● Passage provided:
= = =

Dilworth-Glynton-Felton finds temporary solution to elementary overcrowding

DILWORTH – To preserve class size and buy time, the Dilworth-Glyndon-Felton School District will move next year’s fifth-graders to Glyndon Elementary School.

Sixty-three Dilworth students will mix with 31 from Glyndon in four sections of fifth grade.

The move will keep sections down to 24 students per class, Superintendent Randy Bruer said.

“This way we can divide them up by equal numbers. So we saved a section yet keep the class sizes smaller,” Bruer said.

Since students from both cities eventually mingle in the Dilworth Junior High or Glyndon High School, Bruer said this is just a speeding up of that process.

Parent Troy Helgeson said keeping the class sizes small is definitely important.

However, mother Jamie Morehouse of Moorhead doesn’t agree.

“I think we have enough space here,” Morehouse said.

Morehouse is a Moorhead School District alumna with three boys now at D-G-F. She said she sends her children to D-G-F because of the small-school atmosphere, which needs to be maintained.

It is exactly what Bruer said the district hopes to do despite a predicted population boom.

Currently the district has about 1,380 enrolled students, up from 1,250 in 2000. The schools’ population is expected to grow to about 1,460 by 2014.

“We’re using a lot of the space that we have available. Within the next five years, we will exhaust that space if enrollment trends proceed like they are,” Bruer said.

Recent Census data appears to confirm the growth. The 2010 Census revealed Dilworth’s population jumped to 4,024 from 3,001 in 2000.

Last year, a community facility task force comprised of 23 community members was formed to address both short- and long-term solutions for the growing population.

In November, the task force recommended the district study building a new school, with a bond vote as early as this month.

= = =

● Records to process:
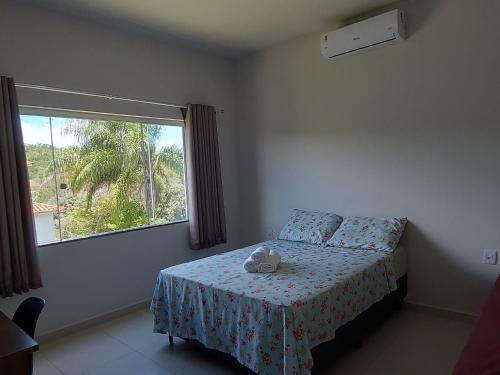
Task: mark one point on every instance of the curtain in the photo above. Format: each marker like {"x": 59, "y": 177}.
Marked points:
{"x": 207, "y": 222}
{"x": 19, "y": 269}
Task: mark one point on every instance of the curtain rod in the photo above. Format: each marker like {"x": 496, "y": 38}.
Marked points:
{"x": 98, "y": 113}
{"x": 95, "y": 95}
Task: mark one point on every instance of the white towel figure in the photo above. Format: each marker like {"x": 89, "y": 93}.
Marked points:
{"x": 260, "y": 254}
{"x": 250, "y": 266}
{"x": 271, "y": 264}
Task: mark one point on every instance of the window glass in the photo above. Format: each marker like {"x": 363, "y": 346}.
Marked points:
{"x": 107, "y": 175}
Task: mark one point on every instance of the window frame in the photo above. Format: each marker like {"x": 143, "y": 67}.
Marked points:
{"x": 67, "y": 113}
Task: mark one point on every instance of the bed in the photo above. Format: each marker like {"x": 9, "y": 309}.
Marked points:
{"x": 270, "y": 322}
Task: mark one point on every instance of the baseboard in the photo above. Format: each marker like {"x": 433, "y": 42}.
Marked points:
{"x": 441, "y": 312}
{"x": 93, "y": 321}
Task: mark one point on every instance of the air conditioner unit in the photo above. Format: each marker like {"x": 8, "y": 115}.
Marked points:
{"x": 358, "y": 37}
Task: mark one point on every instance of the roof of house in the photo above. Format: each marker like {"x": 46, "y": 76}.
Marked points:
{"x": 40, "y": 208}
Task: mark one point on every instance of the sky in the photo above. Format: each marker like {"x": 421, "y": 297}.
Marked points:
{"x": 36, "y": 130}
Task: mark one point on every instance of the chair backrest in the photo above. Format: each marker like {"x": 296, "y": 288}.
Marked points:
{"x": 27, "y": 314}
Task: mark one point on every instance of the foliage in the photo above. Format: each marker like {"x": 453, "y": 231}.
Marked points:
{"x": 117, "y": 177}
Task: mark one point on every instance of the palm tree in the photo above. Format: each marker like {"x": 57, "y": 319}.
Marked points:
{"x": 121, "y": 162}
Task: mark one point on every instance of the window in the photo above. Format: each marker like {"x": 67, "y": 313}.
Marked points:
{"x": 91, "y": 176}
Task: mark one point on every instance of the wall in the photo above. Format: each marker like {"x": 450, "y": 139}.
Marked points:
{"x": 405, "y": 130}
{"x": 86, "y": 278}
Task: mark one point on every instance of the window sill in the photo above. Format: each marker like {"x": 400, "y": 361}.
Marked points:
{"x": 98, "y": 235}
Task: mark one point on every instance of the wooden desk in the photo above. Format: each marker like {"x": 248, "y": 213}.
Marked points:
{"x": 481, "y": 354}
{"x": 16, "y": 347}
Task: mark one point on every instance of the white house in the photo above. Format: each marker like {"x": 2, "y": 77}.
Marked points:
{"x": 44, "y": 222}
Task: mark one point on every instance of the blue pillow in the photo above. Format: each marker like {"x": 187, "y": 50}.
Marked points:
{"x": 310, "y": 226}
{"x": 369, "y": 233}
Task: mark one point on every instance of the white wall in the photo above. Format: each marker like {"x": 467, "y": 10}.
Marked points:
{"x": 94, "y": 276}
{"x": 406, "y": 130}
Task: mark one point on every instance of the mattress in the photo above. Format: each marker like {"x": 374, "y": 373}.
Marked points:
{"x": 399, "y": 262}
{"x": 270, "y": 322}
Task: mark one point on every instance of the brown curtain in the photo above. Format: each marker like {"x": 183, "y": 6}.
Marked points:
{"x": 207, "y": 222}
{"x": 19, "y": 269}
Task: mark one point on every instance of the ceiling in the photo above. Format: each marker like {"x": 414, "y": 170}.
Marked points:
{"x": 230, "y": 27}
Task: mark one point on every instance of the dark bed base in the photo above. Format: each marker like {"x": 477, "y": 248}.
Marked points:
{"x": 350, "y": 334}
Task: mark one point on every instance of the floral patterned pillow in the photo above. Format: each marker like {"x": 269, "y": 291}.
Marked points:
{"x": 310, "y": 226}
{"x": 369, "y": 233}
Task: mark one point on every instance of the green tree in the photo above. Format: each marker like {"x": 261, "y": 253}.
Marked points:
{"x": 118, "y": 177}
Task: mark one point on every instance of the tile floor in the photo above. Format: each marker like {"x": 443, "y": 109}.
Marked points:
{"x": 408, "y": 342}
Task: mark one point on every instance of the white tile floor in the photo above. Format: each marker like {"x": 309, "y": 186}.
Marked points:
{"x": 406, "y": 343}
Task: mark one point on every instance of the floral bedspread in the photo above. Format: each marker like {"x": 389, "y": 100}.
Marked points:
{"x": 270, "y": 322}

= = =

● Short problem 1:
Pull out every line of the listing that contains the string "floor".
● Short problem 2:
Extend the news article about elementary overcrowding in the Dilworth-Glyndon-Felton School District past its final sentence.

● Written answer 1:
Task: mark one point on every instance of the tile floor in the photo above. Format: each marker like {"x": 443, "y": 109}.
Task: mark one point on every instance of the white tile floor in the photo above. Format: each marker like {"x": 309, "y": 186}.

● Written answer 2:
“We can’t do it this year. It’s just not enough time to find property and try to put it to a vote,” said LeAnn Gifford, community facilities task force member.

Gifford said whether the district would build an addition to one of the schools or a whole new school will remain in discussion.

“We’ve thrown out ideas, but until we know what we will do for land, it’s hard to know what we can do and what the voters want. Do they want to remodel, or do they want a new school?” Gifford said.

She said she expects the task force to begin meeting again in the fall to move forward with building plans.

In the meantime, Gifford – a Glyndon parent of four – said she understands parent concerns regarding the fifth-grade move.

“It was a very hard decision for the school board because we know parents would like to have their children go to school in the community they live in,” Gifford said.

Her daughter will be in fifth grade next year.

Friday, Glyndon Elementary hosted an orientation for the future fifth-graders.

“She just came home excited that the Dilworth kids will be joining them,” Gifford said.

The move will be in effect for two years, with the same class attending Glyndon for sixth grade.